WHAT IS NEEDED
Write the listing out again word for word, leaving each picture behind.

SOURCE INFORMATION
----------------
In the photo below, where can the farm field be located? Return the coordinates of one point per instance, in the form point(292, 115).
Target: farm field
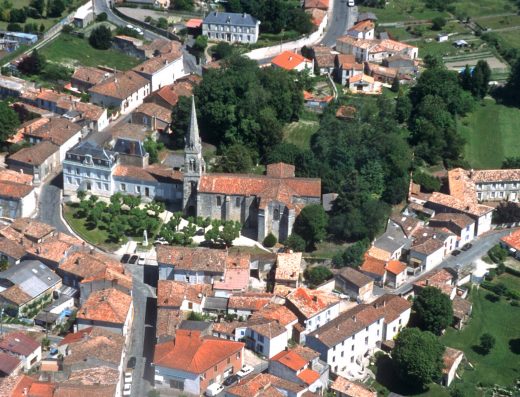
point(73, 51)
point(491, 134)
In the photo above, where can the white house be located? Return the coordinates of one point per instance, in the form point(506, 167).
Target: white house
point(231, 27)
point(122, 92)
point(164, 69)
point(313, 308)
point(344, 342)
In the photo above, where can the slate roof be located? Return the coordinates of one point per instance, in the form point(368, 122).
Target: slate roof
point(230, 18)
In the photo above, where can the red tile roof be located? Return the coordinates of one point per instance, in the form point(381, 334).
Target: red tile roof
point(109, 305)
point(289, 60)
point(192, 353)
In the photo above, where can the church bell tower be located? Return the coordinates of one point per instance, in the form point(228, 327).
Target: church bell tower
point(194, 165)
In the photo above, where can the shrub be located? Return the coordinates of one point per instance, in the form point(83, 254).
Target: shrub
point(269, 240)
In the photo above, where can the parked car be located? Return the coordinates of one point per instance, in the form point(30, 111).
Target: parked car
point(466, 247)
point(230, 380)
point(246, 370)
point(214, 389)
point(131, 363)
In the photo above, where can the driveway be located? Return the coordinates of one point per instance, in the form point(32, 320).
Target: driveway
point(341, 19)
point(49, 205)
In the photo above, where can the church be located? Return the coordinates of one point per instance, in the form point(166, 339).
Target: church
point(262, 203)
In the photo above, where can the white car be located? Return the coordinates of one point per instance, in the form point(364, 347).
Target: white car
point(214, 389)
point(246, 370)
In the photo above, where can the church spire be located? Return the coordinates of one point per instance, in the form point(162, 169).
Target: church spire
point(193, 133)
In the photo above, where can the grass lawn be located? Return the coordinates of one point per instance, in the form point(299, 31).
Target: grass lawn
point(499, 319)
point(491, 134)
point(72, 51)
point(300, 132)
point(95, 237)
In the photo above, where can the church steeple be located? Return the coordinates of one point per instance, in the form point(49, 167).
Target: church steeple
point(193, 138)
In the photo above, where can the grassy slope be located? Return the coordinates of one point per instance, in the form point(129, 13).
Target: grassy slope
point(499, 319)
point(72, 50)
point(491, 134)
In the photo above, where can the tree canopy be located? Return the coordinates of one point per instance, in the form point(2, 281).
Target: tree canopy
point(433, 310)
point(417, 357)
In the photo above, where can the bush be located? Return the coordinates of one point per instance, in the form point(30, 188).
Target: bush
point(269, 241)
point(102, 17)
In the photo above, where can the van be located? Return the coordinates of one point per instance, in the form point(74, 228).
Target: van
point(214, 389)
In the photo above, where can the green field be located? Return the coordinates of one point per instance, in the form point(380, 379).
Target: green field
point(491, 134)
point(500, 319)
point(73, 51)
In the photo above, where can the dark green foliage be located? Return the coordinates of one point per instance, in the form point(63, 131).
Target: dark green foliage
point(353, 255)
point(55, 8)
point(183, 5)
point(295, 242)
point(153, 148)
point(235, 159)
point(276, 15)
point(487, 342)
point(507, 212)
point(311, 225)
point(417, 357)
point(438, 23)
point(317, 275)
point(245, 104)
point(101, 17)
point(269, 241)
point(101, 38)
point(433, 310)
point(9, 121)
point(428, 182)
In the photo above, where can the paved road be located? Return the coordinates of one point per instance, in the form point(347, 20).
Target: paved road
point(190, 62)
point(49, 206)
point(341, 19)
point(481, 246)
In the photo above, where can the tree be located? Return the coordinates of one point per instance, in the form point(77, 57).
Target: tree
point(101, 38)
point(487, 342)
point(269, 241)
point(311, 225)
point(317, 275)
point(295, 242)
point(438, 23)
point(354, 254)
point(32, 64)
point(417, 357)
point(185, 5)
point(235, 159)
point(55, 8)
point(433, 310)
point(9, 121)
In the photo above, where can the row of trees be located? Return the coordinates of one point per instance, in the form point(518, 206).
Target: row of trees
point(276, 15)
point(121, 217)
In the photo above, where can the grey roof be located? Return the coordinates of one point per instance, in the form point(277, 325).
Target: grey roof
point(214, 303)
point(129, 146)
point(32, 276)
point(231, 18)
point(195, 325)
point(91, 148)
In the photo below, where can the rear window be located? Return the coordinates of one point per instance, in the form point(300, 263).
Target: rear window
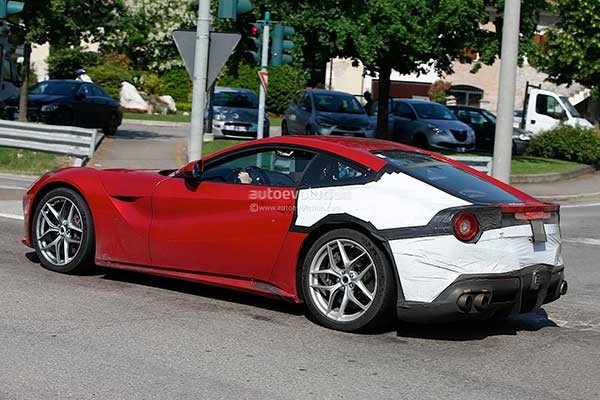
point(446, 177)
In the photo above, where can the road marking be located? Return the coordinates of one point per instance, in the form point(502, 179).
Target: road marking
----------------
RESULT OF THE EXERCISE
In the photo below, where can the farm field be located? Return the coordinates of one point per instance, in the form point(292, 115).
Target: farm field
point(73, 51)
point(491, 134)
In the photo above, where can the white house be located? Return the coordinates of one point per instance, in the form point(506, 167).
Target: white house
point(231, 27)
point(122, 92)
point(164, 69)
point(313, 308)
point(344, 342)
In the photo above, where can the slate roof be located? Return the coordinates of one point per instance, in the form point(368, 122).
Target: slate roof
point(230, 18)
In the photo above, where can the red tile roof be located? Return the coordinates of one point per instance, in the form point(381, 334).
Target: red tile roof
point(109, 305)
point(289, 60)
point(192, 353)
In the photo above, where can the church bell tower be located? Return the coordinates of one point per instance, in the form point(228, 327).
Target: church bell tower
point(194, 165)
In the photo above, where can the shrub be located? Return the coordinates of one point per instance, in the form point(83, 254).
Target: shrub
point(269, 240)
In the photo above, where can the parked car be located? Return the coordinates of one point per instance, in the form point(30, 111).
Target: parked car
point(466, 247)
point(230, 380)
point(246, 370)
point(214, 389)
point(131, 363)
In the photo above, where can the driveway be located? Return the coordinates of one point per instance, in the form point(32, 320).
Target: driveway
point(341, 19)
point(49, 205)
In the photo above, where can the church be located? Return the coordinates of one point per instance, in the form point(166, 339).
Target: church
point(262, 203)
In the photo above, where can the white car be located? Return the coordinates of one point per instance, in the form point(364, 347).
Target: white car
point(214, 389)
point(246, 370)
In the photo above, where can the church spire be located? Return the coordinates of one point per instance, in the form point(162, 169).
Target: church spire
point(193, 133)
In the photo above, where can the grass lawn be located? Return the coordinates of one point per instance, in the form point(299, 31).
Target: grass lawn
point(499, 319)
point(491, 134)
point(72, 51)
point(300, 132)
point(95, 237)
In the photo above, where can the church steeple be located? Return the coordinates of one point per instance, in the form point(49, 167).
Target: church steeple
point(193, 138)
In the photo above, where can the grassy slope be located? Return the coordinates of one point per instance, in the form point(129, 13).
Target: grassy slope
point(499, 319)
point(72, 50)
point(491, 134)
In the photo above, where can the tree canopy be located? Return the coordinates of one point per instance, in the form point(2, 281).
Target: tree canopy
point(433, 310)
point(417, 357)
In the photo above, where can the bush be located? Return the coordinates of one point per instance, in the form point(30, 188).
Target: bush
point(269, 241)
point(102, 17)
In the photo above, where can the van be located? Return the coordinates of one point per instance, in the form point(74, 228).
Target: van
point(214, 389)
In the photo above, where can the green field be located? Return the coordinates of one point per instance, in the form point(380, 379).
Target: green field
point(491, 134)
point(500, 319)
point(73, 51)
In the photo above, where can the dark green foliage be located? Return the coordinates of one point per instance, in the form point(63, 131).
Target: dark green foliage
point(353, 255)
point(55, 8)
point(183, 5)
point(295, 242)
point(153, 148)
point(235, 159)
point(276, 15)
point(487, 342)
point(507, 212)
point(311, 225)
point(417, 357)
point(438, 23)
point(317, 275)
point(245, 104)
point(101, 17)
point(269, 241)
point(101, 38)
point(433, 310)
point(9, 121)
point(428, 182)
In the photo above, where can the paved road be located? Return the coordinates of one point per instance, in the form point(347, 20).
Target: paved road
point(190, 62)
point(49, 206)
point(341, 19)
point(481, 246)
In the photo above, where can the tree be located? Return the coordinates of one point per instance, in the form point(77, 57).
Target: tree
point(101, 38)
point(487, 342)
point(269, 241)
point(311, 225)
point(317, 275)
point(295, 242)
point(438, 23)
point(354, 254)
point(32, 64)
point(417, 357)
point(185, 5)
point(235, 159)
point(55, 8)
point(433, 310)
point(9, 121)
In the photo above, where can the row of trees be located? Return the coordinates of one point per instance, in the form point(518, 206).
Target: row of trees
point(276, 15)
point(121, 217)
In the photo above, where can the grey roof be located? Return the coordinates of one point per instance, in the form point(277, 325).
Target: grey roof
point(214, 303)
point(129, 146)
point(32, 276)
point(231, 18)
point(195, 325)
point(91, 148)
In the photo below, where can the rear window be located? Return the coordinates of one point per instance, in the form point(300, 263).
Target: rear window
point(446, 177)
In the photo above, where can the road marking be located? Return the coordinates of one point per instance, in the form point(502, 179).
Target: road marking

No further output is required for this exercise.